THE PROBLEM: Rewrite all the records below, substituting "position pair" for every "coordinate pair" and leaving everything else unchanged.

::: TASK INPUTS

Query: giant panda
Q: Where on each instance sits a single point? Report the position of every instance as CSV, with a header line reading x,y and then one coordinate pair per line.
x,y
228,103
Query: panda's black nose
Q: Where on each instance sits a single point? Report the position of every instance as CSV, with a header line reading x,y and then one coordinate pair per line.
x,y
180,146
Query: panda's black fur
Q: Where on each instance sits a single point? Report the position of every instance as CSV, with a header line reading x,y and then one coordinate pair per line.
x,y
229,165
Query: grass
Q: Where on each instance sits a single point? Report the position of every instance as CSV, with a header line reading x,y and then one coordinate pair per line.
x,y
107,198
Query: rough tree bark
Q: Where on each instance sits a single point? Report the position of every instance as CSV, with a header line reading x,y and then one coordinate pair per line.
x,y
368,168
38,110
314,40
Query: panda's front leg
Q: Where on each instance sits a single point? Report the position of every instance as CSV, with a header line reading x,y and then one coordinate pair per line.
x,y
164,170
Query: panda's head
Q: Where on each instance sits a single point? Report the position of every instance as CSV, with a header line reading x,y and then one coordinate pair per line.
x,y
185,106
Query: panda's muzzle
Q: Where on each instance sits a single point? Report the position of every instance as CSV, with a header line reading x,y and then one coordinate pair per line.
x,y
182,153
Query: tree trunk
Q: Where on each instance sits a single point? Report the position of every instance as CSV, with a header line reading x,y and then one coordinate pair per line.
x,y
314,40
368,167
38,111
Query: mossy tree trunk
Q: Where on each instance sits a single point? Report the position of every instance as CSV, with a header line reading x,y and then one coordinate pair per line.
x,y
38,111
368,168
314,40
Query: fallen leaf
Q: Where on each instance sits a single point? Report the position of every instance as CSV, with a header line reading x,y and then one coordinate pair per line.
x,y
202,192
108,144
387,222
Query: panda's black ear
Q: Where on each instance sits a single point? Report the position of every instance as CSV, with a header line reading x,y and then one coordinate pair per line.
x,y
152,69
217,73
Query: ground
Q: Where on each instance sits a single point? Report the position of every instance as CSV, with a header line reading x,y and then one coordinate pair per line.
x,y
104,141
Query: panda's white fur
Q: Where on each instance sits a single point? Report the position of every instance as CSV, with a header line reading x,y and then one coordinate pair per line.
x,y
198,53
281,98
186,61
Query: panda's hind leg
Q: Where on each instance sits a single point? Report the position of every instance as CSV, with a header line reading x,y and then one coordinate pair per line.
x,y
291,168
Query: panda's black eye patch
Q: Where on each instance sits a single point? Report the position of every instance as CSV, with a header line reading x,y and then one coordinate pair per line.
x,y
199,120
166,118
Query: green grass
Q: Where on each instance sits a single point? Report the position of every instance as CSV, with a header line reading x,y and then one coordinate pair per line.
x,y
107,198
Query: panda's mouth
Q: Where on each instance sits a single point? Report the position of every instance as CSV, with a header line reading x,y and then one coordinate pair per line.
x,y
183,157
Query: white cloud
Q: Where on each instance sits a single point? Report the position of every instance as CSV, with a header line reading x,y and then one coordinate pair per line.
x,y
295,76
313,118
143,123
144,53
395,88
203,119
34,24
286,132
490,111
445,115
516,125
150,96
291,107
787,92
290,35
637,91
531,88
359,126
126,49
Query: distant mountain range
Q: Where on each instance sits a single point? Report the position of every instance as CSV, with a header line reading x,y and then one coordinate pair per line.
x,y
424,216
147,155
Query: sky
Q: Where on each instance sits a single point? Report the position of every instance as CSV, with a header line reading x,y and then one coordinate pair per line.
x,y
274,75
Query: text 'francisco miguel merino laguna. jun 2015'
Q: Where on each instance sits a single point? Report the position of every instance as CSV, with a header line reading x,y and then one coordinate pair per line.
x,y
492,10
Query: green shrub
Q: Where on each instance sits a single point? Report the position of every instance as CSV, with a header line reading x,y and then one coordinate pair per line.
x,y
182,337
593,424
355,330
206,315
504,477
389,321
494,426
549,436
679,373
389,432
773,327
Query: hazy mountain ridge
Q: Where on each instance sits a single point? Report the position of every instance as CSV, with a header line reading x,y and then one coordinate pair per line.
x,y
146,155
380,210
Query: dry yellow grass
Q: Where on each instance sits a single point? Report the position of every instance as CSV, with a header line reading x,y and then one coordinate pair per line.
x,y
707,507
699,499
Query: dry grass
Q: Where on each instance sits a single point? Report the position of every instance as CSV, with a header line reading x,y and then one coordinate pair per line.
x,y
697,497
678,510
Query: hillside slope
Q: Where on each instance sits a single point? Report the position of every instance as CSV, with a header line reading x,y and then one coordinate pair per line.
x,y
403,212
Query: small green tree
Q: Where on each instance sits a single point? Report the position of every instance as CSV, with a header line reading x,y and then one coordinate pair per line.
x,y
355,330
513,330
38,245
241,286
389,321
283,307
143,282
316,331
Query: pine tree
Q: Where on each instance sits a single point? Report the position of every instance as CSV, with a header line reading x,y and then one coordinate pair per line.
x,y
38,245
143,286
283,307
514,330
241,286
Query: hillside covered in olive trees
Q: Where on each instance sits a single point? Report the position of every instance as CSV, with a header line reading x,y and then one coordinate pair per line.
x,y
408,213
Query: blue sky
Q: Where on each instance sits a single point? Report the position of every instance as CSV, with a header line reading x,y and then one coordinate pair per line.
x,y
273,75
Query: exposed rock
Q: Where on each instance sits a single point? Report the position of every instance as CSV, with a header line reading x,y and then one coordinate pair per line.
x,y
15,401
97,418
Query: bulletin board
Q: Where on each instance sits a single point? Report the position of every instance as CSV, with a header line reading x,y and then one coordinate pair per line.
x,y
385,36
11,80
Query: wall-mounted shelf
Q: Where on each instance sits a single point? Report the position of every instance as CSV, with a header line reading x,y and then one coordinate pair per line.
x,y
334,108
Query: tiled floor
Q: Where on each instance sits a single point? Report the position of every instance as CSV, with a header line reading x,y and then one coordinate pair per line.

::::::

THE RESULT:
Query: giant panda
Q: Where on each instance sits a single point? Report the position of every instance as CSV, with a header line reading x,y and then one position pair per line.
x,y
228,103
Query: panda's black nose
Q: Where on each instance sits a single point? Report the position of every instance as CSV, with a header line reading x,y and then one position pair per line.
x,y
180,146
Query: panda's black fur
Q: Where on each instance sits a single point? Report the position of every instance as CSV, with a header line reading x,y and then one position pair per line.
x,y
229,165
Query: grass
Q: Where on each instance sits a single point? Report the position of every instance as CSV, with a header line reading x,y and then one position pair per line.
x,y
107,198
Query: rough tree bark
Q: Where on each instance sits a single point? Report the position of every instance as CSV, with a header line reading x,y and then one position pair per line.
x,y
368,168
38,110
314,40
Query: panda's front leg
Q: Where on each instance sits a single point? Report the position of every instance as CSV, with a header line reading x,y and then one position pair per line.
x,y
164,170
Query: panda's head
Q: Where on each instance sits a single point? Report the position of every instance as CSV, with a header line reading x,y and then one position pair per line.
x,y
185,106
Query: panda's muzzle
Q: Where on each instance sits a single point? Report the position of every instance as CSV, with a header line reading x,y and then one position pair per line.
x,y
182,153
Query: tree trunk
Q: Where on each instance sits a single point? Report the position of every instance as CSV, with a header line reading x,y and then one position pair per line.
x,y
314,40
368,167
38,111
Query: mossy tree trunk
Q: Where on each instance sits a single point? Report the position of every instance as CSV, with a header line reading x,y and then one position pair per line.
x,y
38,111
368,168
314,40
Query: fallen leaf
Q: Where on each instance sits a single point? Report the position of every instance as CSV, with a header line reading x,y and then one position pair per line.
x,y
202,192
108,144
387,222
Query: panda's black ear
Q: Where on each instance sits a single point? Report the position of every instance as CSV, with a header line reading x,y and then one position pair per line.
x,y
152,69
217,73
Query: ground
Q: Where on each instance sits a single point? Report the position of every instance as CSV, with a header line reading x,y and then one position pair per line.
x,y
104,141
Query: panda's white fur
Q: Where on each instance sits a single point? Report the position of every instance as CSV, with a header line reading x,y and then one position pair per line.
x,y
198,53
281,98
186,61
Query: panda's hind leg
Q: Where on each instance sits a single point? Report the position of every instance as CSV, with a header line reading x,y and then one position pair per line.
x,y
291,168
Query: panda's black eye patch
Q: Where on each instance sits a single point? Report the position of every instance as CSV, with a header line reading x,y and then one position pair per line.
x,y
199,120
166,118
Query: green grass
Q: Where on each instance sits a single point? Report the position of every instance as CSV, with a header line reading x,y and then one position pair per line.
x,y
107,198
Query: panda's mouth
Q: Where on each instance sits a single point? Report the position of every instance as CSV, with a header line reading x,y and then one position pair per line.
x,y
183,157
Query: white cloud
Q: Where on each instance sits a single point? Report the position of every instance as CSV, with a header line reading x,y and then one position pair per line.
x,y
295,76
313,118
143,123
144,53
395,88
203,119
34,24
286,132
490,111
445,115
516,125
150,96
291,107
787,92
290,35
637,91
531,88
359,126
126,49
Query: distant mountain range
Q: Where on each instance sits a single point? Report the position of every instance as CSV, with a header line reading x,y and then one position pair per line.
x,y
424,216
147,155
Query: sky
Q: Where on each instance sits a single point? Report the position of every instance as CSV, with a header line reading x,y and then one position pair per line.
x,y
274,75
Query: text 'francisco miguel merino laguna. jun 2015'
Q: Where on each instance sits a single point? Report the position of every instance as CSV, with a header line reading x,y and then one position pair per line.
x,y
492,10
Query: green shrub
Q: Where on each instance sits a single point? Report the position of every instance as CSV, with a header line reading x,y and then one position pair per line.
x,y
182,337
593,424
355,330
206,315
504,477
389,321
494,426
549,436
679,373
389,432
773,327
Query: hazy mountain ridge
Q: Where on each instance sits a single point? Report the position of every instance as CSV, with a header line reading x,y and then one position pair per line.
x,y
146,155
380,210
Query: dry yellow grass
Q: Where on each instance sits a single point? Report the position of every instance as CSV, with a header line reading x,y and then one position pair per line.
x,y
707,507
699,499
Query: dry grass
Q: Where on each instance sits a single point? Report the position of every instance as CSV, with a header line reading x,y and then one position pair per line.
x,y
697,497
678,510
Query: hillside slope
Q: Where on each instance sits a single point? Report the position of every instance as CSV, with a header line reading x,y and then one position pair per line.
x,y
403,212
Query: small green tree
Q: Where on each instance sits a single point? Report the position of every instance as CSV, with a header line reading x,y and then one position pair per line.
x,y
355,330
513,330
38,245
241,286
389,321
283,307
143,282
316,331
Query: pine tree
Q: Where on each instance sits a single point? Report the position of every instance as CSV, with a header line reading x,y and then one position pair per line.
x,y
38,245
143,286
283,307
514,330
241,286
Query: hillside covered in olive trees
Q: Where on each instance sits a single point? Report the position of every instance as CSV, with a header line reading x,y and then one position pair per line.
x,y
408,213
Query: blue sky
Q: Where on each instance sits a single point? Report the position of every instance as CSV, with a header line reading x,y and then one position pair per line.
x,y
273,75
Query: exposed rock
Q: Where on each instance sits a single point? Report the position of every instance as CSV, with a header line reading x,y and then one position pair per line.
x,y
15,401
97,418
Query: bulletin board
Q: Where on each instance sits a single point? Report the position of every instance as CSV, with a header line reading x,y and then one position pair per line.
x,y
385,36
11,80
Query: wall-mounted shelf
Q: Where on each instance sits a single point? Report the position of every instance as CSV, with a header line reading x,y and then one position pair per line.
x,y
334,108
Query: tiled floor
Q: Where on each instance sits a single point? Report the position of every instance as CSV, with a header line reading x,y and then one position pair per line.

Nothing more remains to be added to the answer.